------ Texte de lecture ------

«Aucune lumière n'a été acquise, dans les débats, sur la destination réelle de ces munitions.
«L'accusé prétendit seulement qu'à quelque distance de la barrière un ouvrier l'avait prié, sous quelque prétexte, de porter ce paquet hors la barrière, où on le reprendrait de ses mains, mais qu'il ne vérifia pas ce qui le composait.
«La suite des événements apprendra peut-être que le paquet fut remis à cet infortuné par un espion de la faction, qui, lui-même le fit ensuite arrêter à la barrière.
«Quoi qu'il en soit, Saint-Dubois fut accusé «d'avoir fourni et procuré des munitions aux bandes armées, ou du moins d'avoir tenté de leur en fournir et procurer.»
«Il fut déclaré convaincu «d'avoir agi pour procurer des munitions aux bandes armées qui s'étaient formées pour consommer l'attentat dont il s'agit.»
«Il est bien constant que, dans le fait, aucunes munitions ne furent fournies par Saint-Dubois à des bandes armées; toutefois la simple tentative, dans cette matière, eût pu être punie comme le crime même.

------

**Liste des activités:**
- 1) Traduisez en anglais cette phrase du texte sur l'affaire Saint-Dubois : « Aucune lumière n'a été acquise, dans les débats, sur la destination réelle de ces munitions. »
- 2) D'après le texte sur l'affaire Saint-Dubois, qui avait demandé à l'accusé de porter le paquet hors la barrière, selon ses dires ?
- 3) Reprenez le texte sur l'affaire Saint-Dubois après sa dernière phrase et poursuivez-le.
Les lignes qui suivent forment un matériau distinct du texte sur l'affaire Saint-Dubois.

------ Entrées fournies ------

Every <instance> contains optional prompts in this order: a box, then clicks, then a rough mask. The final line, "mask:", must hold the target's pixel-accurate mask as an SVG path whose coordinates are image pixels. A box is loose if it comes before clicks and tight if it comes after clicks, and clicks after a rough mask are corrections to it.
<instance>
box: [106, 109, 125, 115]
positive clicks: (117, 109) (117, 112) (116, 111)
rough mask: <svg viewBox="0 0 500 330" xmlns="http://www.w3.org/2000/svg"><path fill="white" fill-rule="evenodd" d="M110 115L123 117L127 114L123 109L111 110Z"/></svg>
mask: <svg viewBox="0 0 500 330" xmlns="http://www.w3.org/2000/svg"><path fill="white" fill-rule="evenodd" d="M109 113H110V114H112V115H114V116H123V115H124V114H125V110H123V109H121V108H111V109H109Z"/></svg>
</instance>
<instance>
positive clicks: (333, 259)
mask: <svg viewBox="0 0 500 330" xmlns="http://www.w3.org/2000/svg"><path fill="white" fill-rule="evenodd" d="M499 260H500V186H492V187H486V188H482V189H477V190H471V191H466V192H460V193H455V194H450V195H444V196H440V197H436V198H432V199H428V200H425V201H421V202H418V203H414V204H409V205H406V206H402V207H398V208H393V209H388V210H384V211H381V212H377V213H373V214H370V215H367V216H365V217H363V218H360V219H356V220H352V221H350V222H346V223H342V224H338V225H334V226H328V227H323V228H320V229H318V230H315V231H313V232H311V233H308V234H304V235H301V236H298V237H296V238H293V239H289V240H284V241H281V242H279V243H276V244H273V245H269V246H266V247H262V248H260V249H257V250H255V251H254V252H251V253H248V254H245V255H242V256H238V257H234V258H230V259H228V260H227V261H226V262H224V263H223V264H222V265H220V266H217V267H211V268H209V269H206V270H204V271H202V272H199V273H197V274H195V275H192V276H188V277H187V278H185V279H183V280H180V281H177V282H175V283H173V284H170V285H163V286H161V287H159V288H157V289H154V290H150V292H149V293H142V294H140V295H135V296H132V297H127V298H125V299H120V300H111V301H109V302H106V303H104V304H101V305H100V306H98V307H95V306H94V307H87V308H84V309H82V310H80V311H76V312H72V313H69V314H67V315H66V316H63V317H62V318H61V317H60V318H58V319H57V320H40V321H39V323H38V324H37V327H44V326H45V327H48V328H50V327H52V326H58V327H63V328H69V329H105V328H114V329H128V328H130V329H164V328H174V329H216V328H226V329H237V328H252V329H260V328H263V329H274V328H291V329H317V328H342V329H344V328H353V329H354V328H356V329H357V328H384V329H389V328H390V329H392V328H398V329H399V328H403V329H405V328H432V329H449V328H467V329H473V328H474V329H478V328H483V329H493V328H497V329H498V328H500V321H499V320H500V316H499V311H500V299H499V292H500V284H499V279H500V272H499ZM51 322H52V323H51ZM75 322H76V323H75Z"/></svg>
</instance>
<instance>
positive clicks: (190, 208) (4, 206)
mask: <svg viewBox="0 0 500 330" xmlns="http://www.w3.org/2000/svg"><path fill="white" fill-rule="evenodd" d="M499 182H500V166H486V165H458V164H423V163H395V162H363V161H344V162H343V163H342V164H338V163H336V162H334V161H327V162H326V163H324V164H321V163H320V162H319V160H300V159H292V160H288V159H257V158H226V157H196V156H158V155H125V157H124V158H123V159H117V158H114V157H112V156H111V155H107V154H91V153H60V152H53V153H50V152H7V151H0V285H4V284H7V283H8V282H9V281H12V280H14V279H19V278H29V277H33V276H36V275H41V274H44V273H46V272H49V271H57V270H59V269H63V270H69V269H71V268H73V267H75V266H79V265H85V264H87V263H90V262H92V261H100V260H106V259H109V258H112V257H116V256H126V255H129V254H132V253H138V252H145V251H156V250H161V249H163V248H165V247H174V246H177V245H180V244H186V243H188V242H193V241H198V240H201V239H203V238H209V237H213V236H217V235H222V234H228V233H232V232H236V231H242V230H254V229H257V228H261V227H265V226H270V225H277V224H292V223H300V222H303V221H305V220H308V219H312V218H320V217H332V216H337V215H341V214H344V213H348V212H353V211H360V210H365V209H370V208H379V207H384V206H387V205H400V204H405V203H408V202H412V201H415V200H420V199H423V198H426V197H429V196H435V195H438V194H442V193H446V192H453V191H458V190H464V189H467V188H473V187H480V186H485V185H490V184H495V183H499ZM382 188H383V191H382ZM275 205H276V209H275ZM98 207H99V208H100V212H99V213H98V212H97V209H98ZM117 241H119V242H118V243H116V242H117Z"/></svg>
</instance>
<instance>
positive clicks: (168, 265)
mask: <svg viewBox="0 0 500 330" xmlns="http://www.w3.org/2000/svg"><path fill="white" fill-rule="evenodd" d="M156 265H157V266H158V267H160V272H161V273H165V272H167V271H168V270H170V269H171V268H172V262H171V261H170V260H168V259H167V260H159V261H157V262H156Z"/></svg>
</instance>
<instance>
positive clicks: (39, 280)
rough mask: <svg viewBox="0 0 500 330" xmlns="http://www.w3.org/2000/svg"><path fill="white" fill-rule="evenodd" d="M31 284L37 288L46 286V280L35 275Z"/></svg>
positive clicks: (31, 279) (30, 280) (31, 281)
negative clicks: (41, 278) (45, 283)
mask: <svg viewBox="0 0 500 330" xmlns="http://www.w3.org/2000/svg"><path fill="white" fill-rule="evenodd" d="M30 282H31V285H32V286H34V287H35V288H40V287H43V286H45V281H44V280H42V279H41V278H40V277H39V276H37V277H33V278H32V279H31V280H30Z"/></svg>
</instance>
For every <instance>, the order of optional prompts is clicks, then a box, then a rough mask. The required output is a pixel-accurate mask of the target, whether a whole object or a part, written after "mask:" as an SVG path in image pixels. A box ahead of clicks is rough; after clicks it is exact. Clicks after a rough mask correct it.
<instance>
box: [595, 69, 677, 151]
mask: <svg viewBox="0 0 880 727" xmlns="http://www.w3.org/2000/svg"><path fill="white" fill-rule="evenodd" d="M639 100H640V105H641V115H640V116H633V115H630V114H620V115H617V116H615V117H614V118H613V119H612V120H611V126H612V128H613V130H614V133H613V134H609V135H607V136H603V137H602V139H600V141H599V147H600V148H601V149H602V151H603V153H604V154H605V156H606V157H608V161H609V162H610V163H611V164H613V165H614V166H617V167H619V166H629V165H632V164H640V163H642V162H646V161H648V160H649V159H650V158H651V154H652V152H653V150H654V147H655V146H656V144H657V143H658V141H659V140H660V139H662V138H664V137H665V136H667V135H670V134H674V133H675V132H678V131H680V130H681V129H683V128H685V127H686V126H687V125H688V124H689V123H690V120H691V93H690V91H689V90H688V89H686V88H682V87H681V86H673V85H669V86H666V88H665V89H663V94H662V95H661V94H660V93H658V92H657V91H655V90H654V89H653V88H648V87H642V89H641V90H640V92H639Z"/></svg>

------

**Réponses aux consignes:**
- 1) No light was shed, during the proceedings, on the actual destination of these munitions.

- 2) Un ouvrier, rencontré à quelque distance de la barrière.

- 3)
«Mais quelle était la loi à appliquer? C'était l'article 96 du Code pénal, qui se rapporte textuellement à cet objet. Qu'a-t-on fait cependant? On l'a condamné comme conspirateur, d'après les articles 87, 88 et 91; en sorte qu'on l'a puni pour un crime dont il n'avait pas été accusé, et qu'il n'avait pas commis.
«Était-il au moins coupable du crime d'avoir remis ou tenté de remettre des munitions à des rebelles? C'est ce qui n'a été nullement vérifié, quoi qu'en dise l'arrêt.
«Saint-Dubois a été arrêté sortant par la porte de Serin; or il n'y a eu ni bandes ni attroupements de ce côté.
«Les munitions que portait Sainte-Dubois n'étaient certainement pas destinées aux attroupements de Saint-Genis et des communes environnantes, car ces communes sont au midi, et il marchait au nord.